*THE PROBLEM*
Render every line of the listing below as a numbered list, dropping any blank lines.

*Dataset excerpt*

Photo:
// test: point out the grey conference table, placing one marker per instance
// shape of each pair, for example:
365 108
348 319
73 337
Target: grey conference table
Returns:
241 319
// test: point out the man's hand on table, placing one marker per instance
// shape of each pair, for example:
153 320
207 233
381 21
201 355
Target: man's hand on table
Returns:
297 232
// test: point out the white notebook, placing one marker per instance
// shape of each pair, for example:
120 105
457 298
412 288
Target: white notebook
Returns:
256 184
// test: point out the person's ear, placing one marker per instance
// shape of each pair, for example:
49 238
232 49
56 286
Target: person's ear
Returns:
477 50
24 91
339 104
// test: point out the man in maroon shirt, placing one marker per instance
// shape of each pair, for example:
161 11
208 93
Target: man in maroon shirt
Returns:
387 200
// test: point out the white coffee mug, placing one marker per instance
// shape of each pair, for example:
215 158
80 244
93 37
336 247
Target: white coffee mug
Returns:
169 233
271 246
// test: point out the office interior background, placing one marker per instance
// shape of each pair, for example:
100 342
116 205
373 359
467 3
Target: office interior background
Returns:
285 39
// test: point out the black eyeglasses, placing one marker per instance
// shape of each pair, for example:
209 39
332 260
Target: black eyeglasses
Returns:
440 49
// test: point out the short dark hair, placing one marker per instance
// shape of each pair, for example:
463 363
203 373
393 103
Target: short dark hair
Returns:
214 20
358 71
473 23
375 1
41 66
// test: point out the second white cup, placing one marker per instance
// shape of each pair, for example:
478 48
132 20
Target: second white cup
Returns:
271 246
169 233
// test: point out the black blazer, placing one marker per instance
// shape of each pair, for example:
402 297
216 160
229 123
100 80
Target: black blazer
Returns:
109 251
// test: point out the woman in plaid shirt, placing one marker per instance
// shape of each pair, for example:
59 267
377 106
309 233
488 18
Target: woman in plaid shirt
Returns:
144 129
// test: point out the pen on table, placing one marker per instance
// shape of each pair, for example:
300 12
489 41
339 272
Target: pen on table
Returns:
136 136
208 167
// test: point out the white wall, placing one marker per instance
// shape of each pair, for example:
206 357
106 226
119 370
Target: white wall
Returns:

*RESPONSE TO THE TASK*
1. Photo:
2. // test: point out the grey conference table, placing one marker per instance
3. // shape of each pair, for example:
4. 365 108
5. 348 319
6. 73 337
7. Target: grey conference table
8. Returns:
9. 241 319
10. // test: point out the man's hand on table, placing one marker per instance
11. // shape of each pair, for example:
12. 153 320
13. 207 233
14. 381 21
15. 201 355
16. Target: man's hand on table
17. Returns:
18. 297 232
19. // test: point out the white notebook, placing one marker per instance
20. // shape of each pair, for example:
21. 120 105
22. 457 298
23. 412 288
24. Target: white notebook
25. Returns:
26. 256 184
27. // test: point out the person's ear, placing one marker per instance
28. // shape of each pair, for example:
29. 49 238
30. 232 49
31. 56 286
32. Target: person's ear
33. Returns:
34. 477 50
35. 24 91
36. 339 104
37. // test: point out the man in maroon shirt, placing one marker per instance
38. // shape of each pair, for example:
39. 161 11
40. 208 93
41. Target: man in maroon shirt
42. Returns:
43. 387 200
44. // test: point out the white coffee mug, placing one marker per instance
45. // shape of each pair, for example:
46. 215 158
47. 80 244
48. 93 37
49. 336 247
50. Target: white coffee mug
51. Returns:
52. 169 233
53. 271 246
54. // test: point out the office interior background, placing one marker per instance
55. // shape of each pair, for example:
56. 100 342
57. 116 205
58. 373 359
59. 467 3
60. Target: office interior background
61. Returns:
62. 285 39
63. // test: point out the black eyeglasses, placing one marker per instance
64. // shape of each pair, for example:
65. 209 39
66. 332 260
67. Target: black eyeglasses
68. Returns:
69. 440 49
70. // test: point out the short dark hair, placing one marker per instance
71. // shape of each pair, for example:
72. 463 363
73. 203 373
74. 393 103
75. Target: short dark hair
76. Returns:
77. 214 20
78. 358 71
79. 473 23
80. 375 1
81. 41 66
82. // test: point out the second white cup, placing one marker per instance
83. // shape of each pair, for example:
84. 478 48
85. 132 20
86. Target: second white cup
87. Returns:
88. 271 246
89. 169 233
90. // test: point out the black blazer, placing one marker per instance
91. // shape of each pair, for example:
92. 402 297
93. 216 160
94. 229 123
95. 100 80
96. Target: black blazer
97. Returns:
98. 109 251
99. // test: point out the woman in plaid shirt, placing one marker per instance
100. // shape of each pair, for example:
101. 59 267
102. 377 106
103. 309 233
104. 488 18
105. Target: woman in plaid shirt
106. Returns:
107. 144 129
108. // test: point out the pen on table, placing one marker per instance
109. // shape of each pair, for example:
110. 300 12
111. 489 41
112. 339 272
113. Target: pen on table
114. Returns:
115. 136 136
116. 208 167
117. // test: point out the white wall, placing one marker per instance
118. // shape of each pair, for example:
119. 206 357
120. 106 226
121. 119 370
122. Target: white wall
123. Returns:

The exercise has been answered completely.